*WHAT TO DO*
Filter the entries beneath this task, copying only the lines that hold the word "below".
━━━━━━━━━━━━━━━━━━━━━━━━━━━━━━
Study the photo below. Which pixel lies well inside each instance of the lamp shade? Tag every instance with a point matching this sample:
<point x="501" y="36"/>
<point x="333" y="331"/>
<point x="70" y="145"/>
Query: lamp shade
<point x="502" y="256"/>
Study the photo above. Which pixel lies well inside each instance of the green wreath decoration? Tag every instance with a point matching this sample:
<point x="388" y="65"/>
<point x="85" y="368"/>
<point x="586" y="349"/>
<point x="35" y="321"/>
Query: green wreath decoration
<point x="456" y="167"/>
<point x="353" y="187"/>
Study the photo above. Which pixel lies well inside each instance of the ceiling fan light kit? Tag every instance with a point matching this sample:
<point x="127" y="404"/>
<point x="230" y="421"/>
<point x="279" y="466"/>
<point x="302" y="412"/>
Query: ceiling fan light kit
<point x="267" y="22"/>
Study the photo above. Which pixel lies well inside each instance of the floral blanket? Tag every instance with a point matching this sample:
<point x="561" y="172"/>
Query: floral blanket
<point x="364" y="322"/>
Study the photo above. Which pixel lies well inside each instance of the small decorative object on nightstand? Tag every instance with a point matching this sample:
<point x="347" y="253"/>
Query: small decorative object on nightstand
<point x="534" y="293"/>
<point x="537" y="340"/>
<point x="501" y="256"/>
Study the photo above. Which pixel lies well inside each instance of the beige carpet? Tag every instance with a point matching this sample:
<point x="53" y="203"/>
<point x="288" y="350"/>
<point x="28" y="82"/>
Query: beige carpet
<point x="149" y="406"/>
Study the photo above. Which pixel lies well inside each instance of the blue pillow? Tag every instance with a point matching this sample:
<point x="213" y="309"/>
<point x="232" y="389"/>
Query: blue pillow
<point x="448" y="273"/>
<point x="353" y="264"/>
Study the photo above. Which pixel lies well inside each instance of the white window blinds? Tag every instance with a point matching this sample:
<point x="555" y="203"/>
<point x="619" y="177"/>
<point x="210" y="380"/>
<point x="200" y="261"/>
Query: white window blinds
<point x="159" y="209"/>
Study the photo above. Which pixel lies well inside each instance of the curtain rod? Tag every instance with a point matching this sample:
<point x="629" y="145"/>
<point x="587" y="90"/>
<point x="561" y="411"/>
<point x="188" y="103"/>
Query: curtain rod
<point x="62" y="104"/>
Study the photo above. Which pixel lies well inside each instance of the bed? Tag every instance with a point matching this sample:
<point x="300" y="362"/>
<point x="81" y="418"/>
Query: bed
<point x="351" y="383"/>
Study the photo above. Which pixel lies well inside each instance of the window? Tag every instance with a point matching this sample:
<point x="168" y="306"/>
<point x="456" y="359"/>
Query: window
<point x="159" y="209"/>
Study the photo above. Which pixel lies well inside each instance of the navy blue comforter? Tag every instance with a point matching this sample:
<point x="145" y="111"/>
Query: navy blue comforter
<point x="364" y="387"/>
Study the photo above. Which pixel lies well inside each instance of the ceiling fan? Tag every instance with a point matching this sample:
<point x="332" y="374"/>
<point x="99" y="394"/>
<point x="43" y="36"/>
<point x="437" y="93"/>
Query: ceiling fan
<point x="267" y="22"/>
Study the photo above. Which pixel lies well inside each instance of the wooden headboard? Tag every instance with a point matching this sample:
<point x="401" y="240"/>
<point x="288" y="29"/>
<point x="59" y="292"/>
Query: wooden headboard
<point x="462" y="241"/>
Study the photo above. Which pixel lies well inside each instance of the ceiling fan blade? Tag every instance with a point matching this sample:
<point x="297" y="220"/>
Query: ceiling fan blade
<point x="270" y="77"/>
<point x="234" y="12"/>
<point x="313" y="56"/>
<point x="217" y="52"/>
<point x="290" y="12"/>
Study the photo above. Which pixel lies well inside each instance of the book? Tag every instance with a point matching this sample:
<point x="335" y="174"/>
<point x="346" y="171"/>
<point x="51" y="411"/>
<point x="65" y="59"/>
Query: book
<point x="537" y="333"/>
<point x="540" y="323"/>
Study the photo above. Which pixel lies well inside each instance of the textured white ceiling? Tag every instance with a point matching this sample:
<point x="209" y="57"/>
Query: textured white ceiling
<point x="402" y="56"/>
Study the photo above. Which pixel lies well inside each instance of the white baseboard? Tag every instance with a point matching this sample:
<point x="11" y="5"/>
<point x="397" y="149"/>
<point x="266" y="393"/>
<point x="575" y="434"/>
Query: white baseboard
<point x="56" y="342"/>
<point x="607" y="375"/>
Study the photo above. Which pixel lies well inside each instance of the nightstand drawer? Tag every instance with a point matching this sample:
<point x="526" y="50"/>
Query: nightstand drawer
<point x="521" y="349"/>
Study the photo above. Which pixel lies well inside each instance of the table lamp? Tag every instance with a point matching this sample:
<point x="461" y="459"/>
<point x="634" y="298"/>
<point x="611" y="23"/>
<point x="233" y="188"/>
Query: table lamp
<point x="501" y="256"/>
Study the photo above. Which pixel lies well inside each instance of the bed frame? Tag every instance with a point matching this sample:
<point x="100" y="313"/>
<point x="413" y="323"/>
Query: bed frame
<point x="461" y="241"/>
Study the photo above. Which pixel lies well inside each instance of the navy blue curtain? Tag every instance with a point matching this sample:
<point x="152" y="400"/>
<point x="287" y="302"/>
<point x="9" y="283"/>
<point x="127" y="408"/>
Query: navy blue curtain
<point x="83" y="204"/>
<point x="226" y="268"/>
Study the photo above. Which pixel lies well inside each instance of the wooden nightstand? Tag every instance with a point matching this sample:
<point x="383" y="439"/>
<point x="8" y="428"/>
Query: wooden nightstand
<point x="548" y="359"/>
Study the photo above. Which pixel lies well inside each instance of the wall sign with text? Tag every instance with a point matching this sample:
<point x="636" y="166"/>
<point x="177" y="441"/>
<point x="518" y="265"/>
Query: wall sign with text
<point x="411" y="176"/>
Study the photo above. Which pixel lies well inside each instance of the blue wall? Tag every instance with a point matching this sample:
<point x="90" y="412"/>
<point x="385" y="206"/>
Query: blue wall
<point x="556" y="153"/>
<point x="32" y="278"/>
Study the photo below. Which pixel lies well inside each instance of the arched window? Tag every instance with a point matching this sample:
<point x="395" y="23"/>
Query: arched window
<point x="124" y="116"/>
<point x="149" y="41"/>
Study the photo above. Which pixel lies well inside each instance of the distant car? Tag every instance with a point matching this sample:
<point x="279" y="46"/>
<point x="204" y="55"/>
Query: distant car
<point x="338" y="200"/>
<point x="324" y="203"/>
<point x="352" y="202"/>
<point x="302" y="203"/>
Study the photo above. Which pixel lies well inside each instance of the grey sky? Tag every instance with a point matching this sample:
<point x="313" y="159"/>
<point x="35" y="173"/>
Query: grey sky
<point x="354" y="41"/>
━━━━━━━━━━━━━━━━━━━━━━━━━━━━━━
*RESULT FOR THIS EXERCISE*
Study the photo below. Which pixel lies well inside each instance of the lamp shade? Tag every instance with a point matching this sample:
Study the photo below. Which pixel lies well inside each instance of the arched window? Tag every instance with a point matching this sample:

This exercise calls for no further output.